[Referring expression data]
'''

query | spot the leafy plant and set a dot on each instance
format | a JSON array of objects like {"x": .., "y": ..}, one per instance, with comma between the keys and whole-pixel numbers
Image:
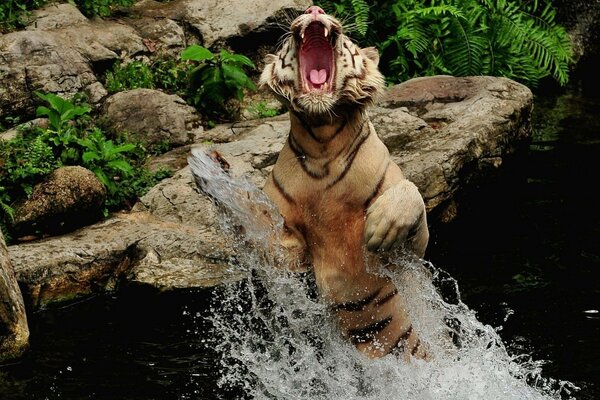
[
  {"x": 133, "y": 75},
  {"x": 70, "y": 139},
  {"x": 106, "y": 159},
  {"x": 262, "y": 110},
  {"x": 161, "y": 73},
  {"x": 216, "y": 78},
  {"x": 518, "y": 40}
]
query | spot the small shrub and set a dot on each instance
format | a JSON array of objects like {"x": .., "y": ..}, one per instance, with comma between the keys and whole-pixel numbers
[
  {"x": 216, "y": 79},
  {"x": 133, "y": 75},
  {"x": 262, "y": 110},
  {"x": 71, "y": 139},
  {"x": 517, "y": 40}
]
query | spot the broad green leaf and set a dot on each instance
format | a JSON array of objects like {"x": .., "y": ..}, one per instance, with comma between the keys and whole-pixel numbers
[
  {"x": 89, "y": 156},
  {"x": 197, "y": 53},
  {"x": 239, "y": 78},
  {"x": 227, "y": 57},
  {"x": 120, "y": 165}
]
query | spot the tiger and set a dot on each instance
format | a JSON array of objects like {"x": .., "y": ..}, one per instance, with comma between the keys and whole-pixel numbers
[{"x": 345, "y": 204}]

'''

- **PROBLEM DESCRIPTION**: Only a number belongs in the answer: the number of lines in the preceding data that hold "query".

- **EXERCISE RESULT**: 4